• Aim of the exercise
Reproduce the entries below word for word, leaving out the picture.

• Part of a data file
★ ★ ★ ★ ★
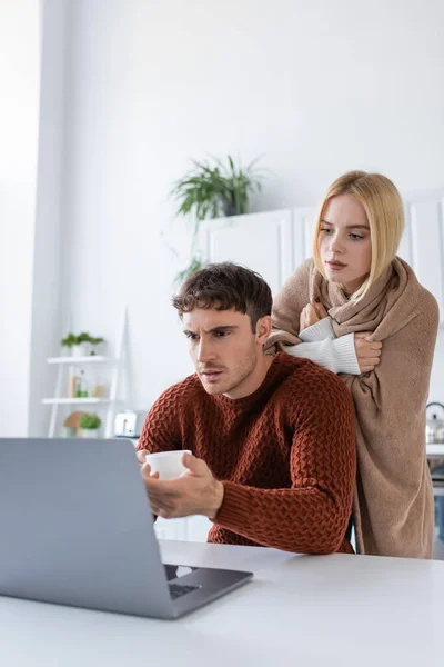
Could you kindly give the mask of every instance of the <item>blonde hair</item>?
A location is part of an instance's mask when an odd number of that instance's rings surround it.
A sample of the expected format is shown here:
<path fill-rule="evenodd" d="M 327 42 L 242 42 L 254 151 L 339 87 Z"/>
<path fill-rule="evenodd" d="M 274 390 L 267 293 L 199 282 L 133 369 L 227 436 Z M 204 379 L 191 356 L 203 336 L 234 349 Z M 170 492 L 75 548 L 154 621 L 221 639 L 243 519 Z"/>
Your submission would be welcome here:
<path fill-rule="evenodd" d="M 319 271 L 327 279 L 319 250 L 321 221 L 330 200 L 339 195 L 350 195 L 364 208 L 370 225 L 372 262 L 369 277 L 352 295 L 362 298 L 371 285 L 396 257 L 397 247 L 404 231 L 404 207 L 401 195 L 392 181 L 381 173 L 349 171 L 330 186 L 321 203 L 314 223 L 313 259 Z"/>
★ ★ ★ ★ ★
• Worked solution
Could you kindly give the mask of every instance of the <item>blonde hair</item>?
A location is part of an instance's mask when an odd number of that instance's rings surround it.
A sample of the expected format is shown here:
<path fill-rule="evenodd" d="M 327 42 L 242 42 L 254 151 L 339 87 Z"/>
<path fill-rule="evenodd" d="M 274 390 L 267 293 L 199 282 L 133 369 L 227 436 Z M 204 379 L 191 356 L 203 336 L 234 349 Z M 170 492 L 75 548 L 154 621 L 221 639 L 243 519 Z"/>
Your submission would be welcome here:
<path fill-rule="evenodd" d="M 319 271 L 327 279 L 319 250 L 321 221 L 330 200 L 339 195 L 350 195 L 364 208 L 370 225 L 372 262 L 369 277 L 352 295 L 362 298 L 371 285 L 396 257 L 397 247 L 404 231 L 404 207 L 401 195 L 392 181 L 381 173 L 349 171 L 330 186 L 321 203 L 314 223 L 313 259 Z"/>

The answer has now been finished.